(Text):
Wednesday, April 23, 2008

Pain inspires art


Two Californians who have chronic pain have developed an online art exhibit so anyone who is disabled from chronic pain can post their artistic expression of the experience.

The NY Times Health blog wrote about the efforts of Sacramento resident Mark Collen, 47, who has chronic back pain, and San Francisco college student James Gregory, 21, who has chronic pain due to an automobile accident, to create the online Pain Exhibit.

Collen says he had a new doctor and struggled to communicate his pain to him. Although he's not a trained artist, he created a piece of artwork to express his pain to the new doctor.

“It was only when I started doing art about pain, and physicians saw the art, that they understood what I was going through,” Collen said. “Words are limiting, but art elicits an emotional response.'’

So Collen wrote to pain doctors around the world asking for examples of art from pain patients. He then joined with Gregory to create the Pain Exhibit, featuring the art of people in chronic pain.

According to Collin, the Pain Exhibit artwork is being used by health educators around the world, including physicians, nurses, pharmacologists, psychologists, social workers, art therapists and chaplains, to educate others about chronic pain.

The exhibit features several specific galleries on themes such as suffering, portraits of pain, pain visualized, "but you look so normal," God and religion, isolation and imprisonment, unconditional love and hope and transformation.

(Exercise 1):
According to the blog post, why did Collen first make a piece of artwork about his pain?
(Exercise 2):
In the blog post, rewrite the paragraph beginning "The exhibit features several specific galleries" as a bulleted list of the gallery themes.
(Exercise 3):
What caused James Gregory's chronic pain, according to the blog post?

(Stored data entries):

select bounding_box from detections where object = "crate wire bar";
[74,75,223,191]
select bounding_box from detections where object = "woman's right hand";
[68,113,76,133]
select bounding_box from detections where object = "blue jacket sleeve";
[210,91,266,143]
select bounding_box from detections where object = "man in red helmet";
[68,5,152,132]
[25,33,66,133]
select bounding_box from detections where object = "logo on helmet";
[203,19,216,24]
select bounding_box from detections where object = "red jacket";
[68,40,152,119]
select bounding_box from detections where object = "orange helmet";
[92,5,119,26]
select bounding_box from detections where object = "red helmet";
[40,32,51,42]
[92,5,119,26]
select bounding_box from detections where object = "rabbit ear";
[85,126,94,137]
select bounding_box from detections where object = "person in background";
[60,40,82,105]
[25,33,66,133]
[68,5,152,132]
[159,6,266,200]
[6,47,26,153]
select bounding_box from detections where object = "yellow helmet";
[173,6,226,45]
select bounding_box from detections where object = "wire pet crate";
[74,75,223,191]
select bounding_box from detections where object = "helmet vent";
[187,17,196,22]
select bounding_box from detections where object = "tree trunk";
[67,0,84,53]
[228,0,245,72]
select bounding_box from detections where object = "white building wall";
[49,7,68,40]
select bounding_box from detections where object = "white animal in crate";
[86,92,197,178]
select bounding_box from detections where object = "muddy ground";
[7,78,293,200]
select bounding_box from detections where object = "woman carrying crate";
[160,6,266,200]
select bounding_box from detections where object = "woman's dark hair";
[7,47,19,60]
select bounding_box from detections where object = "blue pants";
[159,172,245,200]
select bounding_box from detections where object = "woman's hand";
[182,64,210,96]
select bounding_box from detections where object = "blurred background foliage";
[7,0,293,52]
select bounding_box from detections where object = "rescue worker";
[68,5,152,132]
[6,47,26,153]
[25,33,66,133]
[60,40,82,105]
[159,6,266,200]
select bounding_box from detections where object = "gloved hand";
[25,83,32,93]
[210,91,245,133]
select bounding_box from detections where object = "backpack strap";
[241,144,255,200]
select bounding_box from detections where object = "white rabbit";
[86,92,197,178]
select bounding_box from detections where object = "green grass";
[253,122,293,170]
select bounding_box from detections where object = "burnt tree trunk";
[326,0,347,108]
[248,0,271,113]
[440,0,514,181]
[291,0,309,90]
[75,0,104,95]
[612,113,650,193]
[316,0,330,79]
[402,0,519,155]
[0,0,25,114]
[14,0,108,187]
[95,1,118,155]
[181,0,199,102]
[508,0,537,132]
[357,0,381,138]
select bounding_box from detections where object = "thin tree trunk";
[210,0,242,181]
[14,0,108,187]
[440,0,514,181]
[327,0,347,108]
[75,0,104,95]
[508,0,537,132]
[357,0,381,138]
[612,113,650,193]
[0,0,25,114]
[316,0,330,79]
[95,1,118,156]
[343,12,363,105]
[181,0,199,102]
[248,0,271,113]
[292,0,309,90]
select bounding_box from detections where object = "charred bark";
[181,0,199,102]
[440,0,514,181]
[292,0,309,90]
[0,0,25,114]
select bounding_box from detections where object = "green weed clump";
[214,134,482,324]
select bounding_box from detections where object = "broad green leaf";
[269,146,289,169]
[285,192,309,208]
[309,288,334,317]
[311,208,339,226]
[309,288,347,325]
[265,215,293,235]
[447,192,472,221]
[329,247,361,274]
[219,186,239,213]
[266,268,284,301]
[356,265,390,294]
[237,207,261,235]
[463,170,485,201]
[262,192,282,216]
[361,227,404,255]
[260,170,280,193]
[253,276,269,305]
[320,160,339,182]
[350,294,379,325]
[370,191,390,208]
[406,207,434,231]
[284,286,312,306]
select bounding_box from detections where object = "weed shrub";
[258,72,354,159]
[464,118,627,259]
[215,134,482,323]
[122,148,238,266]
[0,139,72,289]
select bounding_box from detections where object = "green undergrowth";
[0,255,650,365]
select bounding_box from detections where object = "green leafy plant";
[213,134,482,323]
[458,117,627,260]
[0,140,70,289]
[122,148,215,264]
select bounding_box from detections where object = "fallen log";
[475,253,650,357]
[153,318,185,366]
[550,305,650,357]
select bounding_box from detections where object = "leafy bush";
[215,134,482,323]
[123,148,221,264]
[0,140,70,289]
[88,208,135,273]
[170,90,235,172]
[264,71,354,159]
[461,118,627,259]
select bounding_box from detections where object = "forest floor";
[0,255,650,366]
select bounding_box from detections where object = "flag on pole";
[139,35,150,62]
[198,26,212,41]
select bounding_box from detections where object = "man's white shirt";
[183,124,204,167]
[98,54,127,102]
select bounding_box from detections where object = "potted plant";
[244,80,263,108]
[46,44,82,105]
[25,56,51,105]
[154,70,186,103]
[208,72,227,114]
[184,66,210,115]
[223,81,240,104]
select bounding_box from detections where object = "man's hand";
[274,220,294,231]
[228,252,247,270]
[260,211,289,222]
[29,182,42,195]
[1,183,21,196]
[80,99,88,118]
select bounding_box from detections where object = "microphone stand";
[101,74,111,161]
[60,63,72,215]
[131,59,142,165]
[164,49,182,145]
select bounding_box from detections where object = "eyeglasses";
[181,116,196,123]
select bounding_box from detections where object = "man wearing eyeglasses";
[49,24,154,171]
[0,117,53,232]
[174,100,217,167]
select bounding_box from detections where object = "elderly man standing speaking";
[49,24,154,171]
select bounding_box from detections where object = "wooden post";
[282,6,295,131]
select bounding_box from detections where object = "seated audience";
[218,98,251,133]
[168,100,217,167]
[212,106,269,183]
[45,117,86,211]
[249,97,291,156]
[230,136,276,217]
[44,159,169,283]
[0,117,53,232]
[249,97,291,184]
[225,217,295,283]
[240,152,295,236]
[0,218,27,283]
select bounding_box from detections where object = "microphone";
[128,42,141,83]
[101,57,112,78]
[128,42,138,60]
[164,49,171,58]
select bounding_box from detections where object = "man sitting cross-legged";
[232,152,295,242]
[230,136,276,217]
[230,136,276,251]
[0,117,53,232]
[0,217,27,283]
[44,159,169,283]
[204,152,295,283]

(Task response 1):
Collen had a new doctor and struggled to communicate his pain to him, so he made artwork to express it. He says physicians understood what he was going through only after they saw his art, because words are limiting while art elicits an emotional response.

(Task response 2):
The exhibit's galleries cover these themes:
- Suffering
- Portraits of pain
- Pain visualized
- "But you look so normal"
- God and religion
- Isolation and imprisonment
- Unconditional love
- Hope and transformation

(Task response 3):
An automobile accident.